## WHAT IS BEING ASKED
Count the lines in the listing below that contain the string "roof", treating uppercase and lowercase as distinct. Reply with the number alone.

[Collection entries]
------------------------------------------------------------

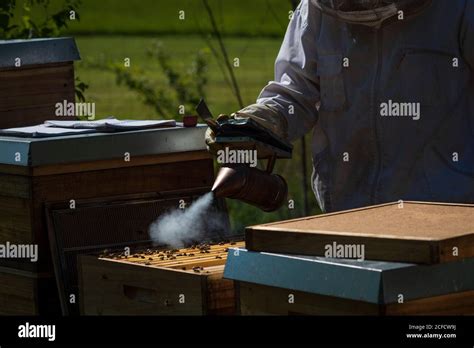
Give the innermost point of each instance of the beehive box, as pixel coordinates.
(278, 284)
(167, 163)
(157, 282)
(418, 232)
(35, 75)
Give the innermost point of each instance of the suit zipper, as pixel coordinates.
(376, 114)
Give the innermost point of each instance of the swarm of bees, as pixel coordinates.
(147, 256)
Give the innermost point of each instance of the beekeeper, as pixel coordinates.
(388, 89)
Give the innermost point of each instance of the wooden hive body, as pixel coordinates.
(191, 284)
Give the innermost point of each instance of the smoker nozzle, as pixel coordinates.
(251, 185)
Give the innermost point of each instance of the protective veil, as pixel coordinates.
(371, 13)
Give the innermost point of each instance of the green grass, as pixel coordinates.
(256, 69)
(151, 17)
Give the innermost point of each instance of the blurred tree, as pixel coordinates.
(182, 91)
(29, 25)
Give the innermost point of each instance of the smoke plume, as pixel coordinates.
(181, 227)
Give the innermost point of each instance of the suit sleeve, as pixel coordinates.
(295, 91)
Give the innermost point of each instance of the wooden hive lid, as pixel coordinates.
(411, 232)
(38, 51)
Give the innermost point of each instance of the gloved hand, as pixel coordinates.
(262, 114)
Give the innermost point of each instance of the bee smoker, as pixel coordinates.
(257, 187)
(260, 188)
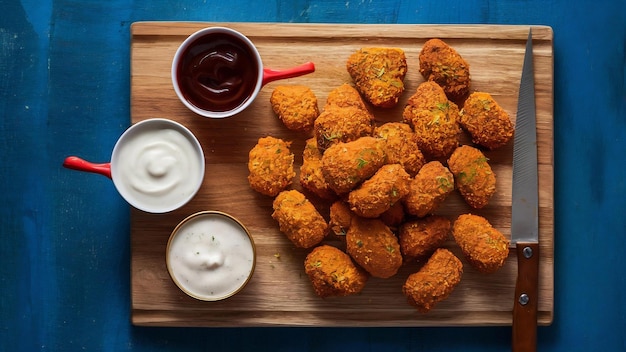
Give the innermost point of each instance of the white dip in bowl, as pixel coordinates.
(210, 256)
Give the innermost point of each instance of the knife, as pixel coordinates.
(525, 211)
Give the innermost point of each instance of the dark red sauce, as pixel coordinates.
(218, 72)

------------------------------------------------------------

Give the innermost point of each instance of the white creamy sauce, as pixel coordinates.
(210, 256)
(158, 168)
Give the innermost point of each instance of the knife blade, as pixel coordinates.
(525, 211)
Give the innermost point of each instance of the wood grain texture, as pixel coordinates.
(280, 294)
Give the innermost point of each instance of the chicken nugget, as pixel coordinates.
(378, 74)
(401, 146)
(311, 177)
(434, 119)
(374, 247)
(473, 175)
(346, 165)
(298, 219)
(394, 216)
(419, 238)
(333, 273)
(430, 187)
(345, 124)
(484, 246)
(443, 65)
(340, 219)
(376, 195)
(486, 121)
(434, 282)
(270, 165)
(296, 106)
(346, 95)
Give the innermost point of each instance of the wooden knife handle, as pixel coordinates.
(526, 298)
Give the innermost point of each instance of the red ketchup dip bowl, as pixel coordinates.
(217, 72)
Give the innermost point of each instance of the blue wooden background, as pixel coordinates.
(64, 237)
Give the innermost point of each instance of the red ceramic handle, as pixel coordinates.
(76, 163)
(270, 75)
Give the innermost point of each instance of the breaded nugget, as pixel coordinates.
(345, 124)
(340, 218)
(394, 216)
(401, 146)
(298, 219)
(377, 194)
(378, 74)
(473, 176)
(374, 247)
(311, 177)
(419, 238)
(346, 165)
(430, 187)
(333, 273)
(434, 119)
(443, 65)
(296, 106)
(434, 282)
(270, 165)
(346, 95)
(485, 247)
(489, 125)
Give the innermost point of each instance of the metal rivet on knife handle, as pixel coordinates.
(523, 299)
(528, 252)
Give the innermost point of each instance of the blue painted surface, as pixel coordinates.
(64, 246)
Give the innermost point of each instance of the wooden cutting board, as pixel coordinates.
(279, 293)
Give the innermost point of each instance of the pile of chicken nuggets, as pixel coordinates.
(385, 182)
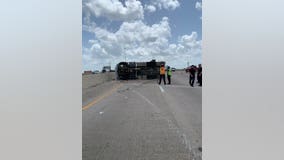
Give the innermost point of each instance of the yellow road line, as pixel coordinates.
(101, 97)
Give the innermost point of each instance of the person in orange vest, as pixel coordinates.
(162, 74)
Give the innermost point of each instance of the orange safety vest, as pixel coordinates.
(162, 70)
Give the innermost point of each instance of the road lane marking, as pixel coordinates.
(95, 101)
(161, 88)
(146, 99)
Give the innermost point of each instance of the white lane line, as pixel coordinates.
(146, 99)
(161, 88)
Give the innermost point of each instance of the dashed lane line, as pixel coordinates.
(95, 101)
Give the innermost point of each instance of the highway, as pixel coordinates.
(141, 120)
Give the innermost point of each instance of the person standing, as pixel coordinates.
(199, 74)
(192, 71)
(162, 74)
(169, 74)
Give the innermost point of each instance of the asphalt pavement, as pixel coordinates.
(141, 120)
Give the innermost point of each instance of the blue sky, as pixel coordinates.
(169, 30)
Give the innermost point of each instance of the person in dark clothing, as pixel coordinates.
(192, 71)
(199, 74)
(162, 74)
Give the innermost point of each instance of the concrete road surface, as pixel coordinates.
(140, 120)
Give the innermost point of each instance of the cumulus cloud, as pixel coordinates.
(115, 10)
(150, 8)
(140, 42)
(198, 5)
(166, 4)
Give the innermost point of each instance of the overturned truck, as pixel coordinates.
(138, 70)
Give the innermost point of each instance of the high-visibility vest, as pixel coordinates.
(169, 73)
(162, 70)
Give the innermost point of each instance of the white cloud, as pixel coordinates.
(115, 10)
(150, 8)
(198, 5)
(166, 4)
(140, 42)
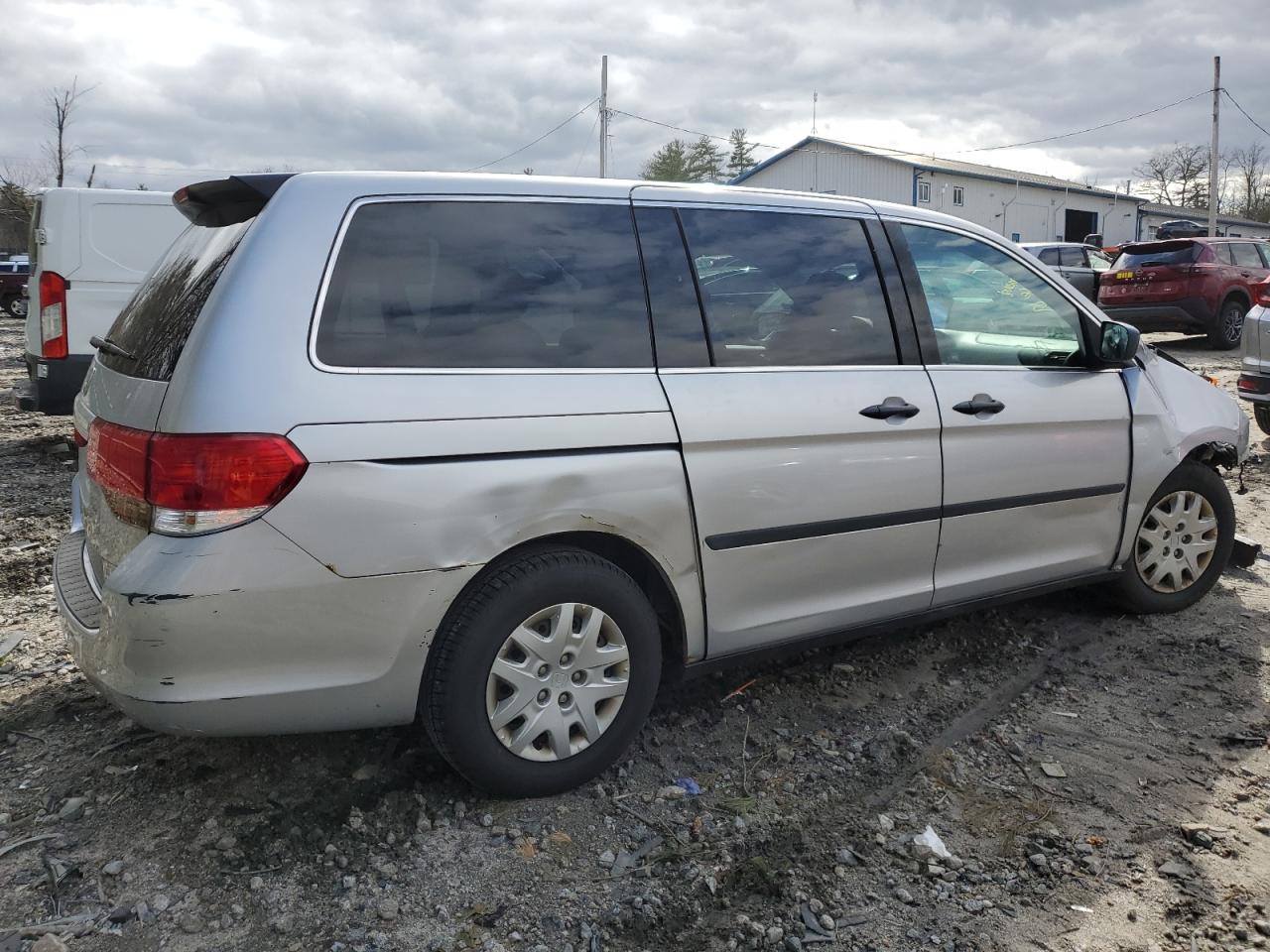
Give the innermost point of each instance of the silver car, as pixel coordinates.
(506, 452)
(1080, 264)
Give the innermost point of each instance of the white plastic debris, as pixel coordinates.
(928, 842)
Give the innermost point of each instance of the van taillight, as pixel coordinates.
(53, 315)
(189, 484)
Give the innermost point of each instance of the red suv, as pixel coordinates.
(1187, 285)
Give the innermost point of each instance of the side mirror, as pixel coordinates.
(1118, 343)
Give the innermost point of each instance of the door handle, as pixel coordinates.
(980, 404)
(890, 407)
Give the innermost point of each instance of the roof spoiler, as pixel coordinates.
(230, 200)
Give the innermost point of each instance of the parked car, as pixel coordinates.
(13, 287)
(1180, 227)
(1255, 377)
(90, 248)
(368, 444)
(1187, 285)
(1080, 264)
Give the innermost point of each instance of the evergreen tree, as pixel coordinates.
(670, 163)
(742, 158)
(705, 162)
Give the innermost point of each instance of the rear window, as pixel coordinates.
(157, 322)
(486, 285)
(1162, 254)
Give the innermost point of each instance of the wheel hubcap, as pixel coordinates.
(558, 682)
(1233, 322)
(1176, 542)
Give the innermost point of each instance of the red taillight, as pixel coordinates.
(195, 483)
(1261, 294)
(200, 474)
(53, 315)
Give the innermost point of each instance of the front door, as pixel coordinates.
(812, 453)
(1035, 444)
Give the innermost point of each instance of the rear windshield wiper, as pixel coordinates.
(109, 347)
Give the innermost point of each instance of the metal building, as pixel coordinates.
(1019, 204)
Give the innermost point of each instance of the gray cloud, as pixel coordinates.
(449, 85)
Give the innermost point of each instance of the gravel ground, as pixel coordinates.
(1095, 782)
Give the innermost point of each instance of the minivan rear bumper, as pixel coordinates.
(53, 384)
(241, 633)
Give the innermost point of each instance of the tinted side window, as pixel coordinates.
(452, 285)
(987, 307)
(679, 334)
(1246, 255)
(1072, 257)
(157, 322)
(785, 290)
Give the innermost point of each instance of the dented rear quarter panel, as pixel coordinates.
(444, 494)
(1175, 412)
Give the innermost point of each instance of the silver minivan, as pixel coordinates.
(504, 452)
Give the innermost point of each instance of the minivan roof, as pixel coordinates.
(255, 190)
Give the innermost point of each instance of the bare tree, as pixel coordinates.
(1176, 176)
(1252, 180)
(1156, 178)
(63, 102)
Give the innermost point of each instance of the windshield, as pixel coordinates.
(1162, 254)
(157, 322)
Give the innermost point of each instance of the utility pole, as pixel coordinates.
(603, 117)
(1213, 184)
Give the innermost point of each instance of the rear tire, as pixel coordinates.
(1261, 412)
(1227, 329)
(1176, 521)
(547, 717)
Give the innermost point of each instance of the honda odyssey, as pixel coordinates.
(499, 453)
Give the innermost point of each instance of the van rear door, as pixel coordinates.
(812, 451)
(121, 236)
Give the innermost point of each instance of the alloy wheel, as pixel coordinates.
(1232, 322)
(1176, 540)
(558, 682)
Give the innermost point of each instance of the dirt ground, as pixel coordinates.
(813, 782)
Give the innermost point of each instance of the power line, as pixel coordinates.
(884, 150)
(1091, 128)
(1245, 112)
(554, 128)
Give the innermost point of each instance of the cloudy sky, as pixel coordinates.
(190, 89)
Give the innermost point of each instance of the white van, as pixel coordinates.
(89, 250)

------------------------------------------------------------

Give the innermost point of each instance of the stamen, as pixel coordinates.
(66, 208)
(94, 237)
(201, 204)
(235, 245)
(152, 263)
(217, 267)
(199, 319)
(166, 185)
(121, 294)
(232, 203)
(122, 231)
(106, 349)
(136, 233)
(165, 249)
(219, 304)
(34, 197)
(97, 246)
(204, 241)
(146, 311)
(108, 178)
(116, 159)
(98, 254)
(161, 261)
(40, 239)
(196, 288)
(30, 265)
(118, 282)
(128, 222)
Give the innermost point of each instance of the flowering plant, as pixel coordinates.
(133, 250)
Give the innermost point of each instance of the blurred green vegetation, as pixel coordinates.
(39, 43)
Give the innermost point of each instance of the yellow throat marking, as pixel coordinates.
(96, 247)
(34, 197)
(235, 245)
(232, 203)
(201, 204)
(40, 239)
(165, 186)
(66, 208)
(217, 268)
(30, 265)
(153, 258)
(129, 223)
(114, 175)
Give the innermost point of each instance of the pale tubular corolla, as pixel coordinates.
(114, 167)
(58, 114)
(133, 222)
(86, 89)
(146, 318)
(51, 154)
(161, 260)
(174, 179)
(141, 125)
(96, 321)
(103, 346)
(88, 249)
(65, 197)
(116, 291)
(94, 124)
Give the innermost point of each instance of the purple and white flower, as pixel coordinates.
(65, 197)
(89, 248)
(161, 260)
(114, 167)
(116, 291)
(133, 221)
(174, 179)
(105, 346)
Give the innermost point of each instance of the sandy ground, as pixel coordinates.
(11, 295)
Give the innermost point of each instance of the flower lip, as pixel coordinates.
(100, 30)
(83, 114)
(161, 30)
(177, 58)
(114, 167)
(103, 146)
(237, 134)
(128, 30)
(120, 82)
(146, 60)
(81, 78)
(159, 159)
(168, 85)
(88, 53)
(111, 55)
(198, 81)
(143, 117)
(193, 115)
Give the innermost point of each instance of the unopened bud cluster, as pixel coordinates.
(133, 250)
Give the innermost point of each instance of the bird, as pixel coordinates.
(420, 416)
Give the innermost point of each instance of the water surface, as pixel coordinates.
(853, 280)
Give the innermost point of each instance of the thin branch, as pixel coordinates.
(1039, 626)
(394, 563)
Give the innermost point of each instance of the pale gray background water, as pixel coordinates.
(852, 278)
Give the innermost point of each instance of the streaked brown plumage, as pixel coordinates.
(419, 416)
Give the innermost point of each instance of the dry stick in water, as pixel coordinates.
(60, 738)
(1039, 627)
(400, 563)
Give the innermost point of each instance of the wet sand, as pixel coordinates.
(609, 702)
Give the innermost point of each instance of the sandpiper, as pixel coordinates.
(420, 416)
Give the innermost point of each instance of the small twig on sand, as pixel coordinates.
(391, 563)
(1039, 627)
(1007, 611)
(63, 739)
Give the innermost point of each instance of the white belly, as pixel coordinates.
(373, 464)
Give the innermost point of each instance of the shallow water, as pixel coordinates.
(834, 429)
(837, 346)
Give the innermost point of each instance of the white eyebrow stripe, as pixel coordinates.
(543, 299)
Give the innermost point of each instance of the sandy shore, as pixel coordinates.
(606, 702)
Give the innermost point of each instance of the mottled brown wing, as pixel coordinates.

------------------------------------------------------------

## RESPONSE TO THIS EXERCISE
2